> THE PROBLEM:
In the data that follows, every line containing the word "frame" should be returned.

> RECORD EXCERPTS:
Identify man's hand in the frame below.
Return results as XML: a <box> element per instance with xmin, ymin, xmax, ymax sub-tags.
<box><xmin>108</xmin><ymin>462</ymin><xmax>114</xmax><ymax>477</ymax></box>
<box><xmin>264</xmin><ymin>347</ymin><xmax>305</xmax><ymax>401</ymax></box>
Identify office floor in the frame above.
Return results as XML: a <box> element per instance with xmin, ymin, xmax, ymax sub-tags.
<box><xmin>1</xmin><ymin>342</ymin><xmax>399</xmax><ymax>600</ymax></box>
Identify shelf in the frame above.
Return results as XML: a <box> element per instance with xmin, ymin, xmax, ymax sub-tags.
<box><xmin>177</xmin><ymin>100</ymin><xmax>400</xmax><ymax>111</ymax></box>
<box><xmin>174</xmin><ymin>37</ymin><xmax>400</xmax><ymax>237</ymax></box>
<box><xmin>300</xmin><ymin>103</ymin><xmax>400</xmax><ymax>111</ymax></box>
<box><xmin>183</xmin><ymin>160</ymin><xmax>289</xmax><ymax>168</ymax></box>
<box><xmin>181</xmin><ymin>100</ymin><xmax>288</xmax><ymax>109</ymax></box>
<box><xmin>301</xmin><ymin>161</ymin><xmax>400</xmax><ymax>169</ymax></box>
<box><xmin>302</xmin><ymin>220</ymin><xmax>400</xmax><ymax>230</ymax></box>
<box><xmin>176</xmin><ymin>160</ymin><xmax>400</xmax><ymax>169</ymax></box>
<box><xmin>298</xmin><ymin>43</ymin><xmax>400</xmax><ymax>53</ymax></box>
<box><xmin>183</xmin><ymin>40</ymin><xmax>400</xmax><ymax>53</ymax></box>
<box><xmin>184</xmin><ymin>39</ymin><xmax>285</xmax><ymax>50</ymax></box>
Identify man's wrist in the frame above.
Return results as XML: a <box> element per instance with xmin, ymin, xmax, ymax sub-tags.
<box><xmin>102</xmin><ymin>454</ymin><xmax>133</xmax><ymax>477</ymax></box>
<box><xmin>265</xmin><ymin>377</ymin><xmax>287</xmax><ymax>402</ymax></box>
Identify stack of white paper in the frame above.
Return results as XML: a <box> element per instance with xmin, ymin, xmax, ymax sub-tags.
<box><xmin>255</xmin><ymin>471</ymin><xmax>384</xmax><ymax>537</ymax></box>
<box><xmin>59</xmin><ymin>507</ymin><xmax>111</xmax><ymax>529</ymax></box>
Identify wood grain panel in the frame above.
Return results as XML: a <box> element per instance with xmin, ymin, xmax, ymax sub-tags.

> OUTPUT FOR THIS TASK:
Identify man's hand in the frame below.
Identify office floor in the frame above.
Identify shelf in the frame above.
Identify man's wrist in the frame above.
Identify stack of white paper in the frame above.
Identify wood grain panel in the frame above.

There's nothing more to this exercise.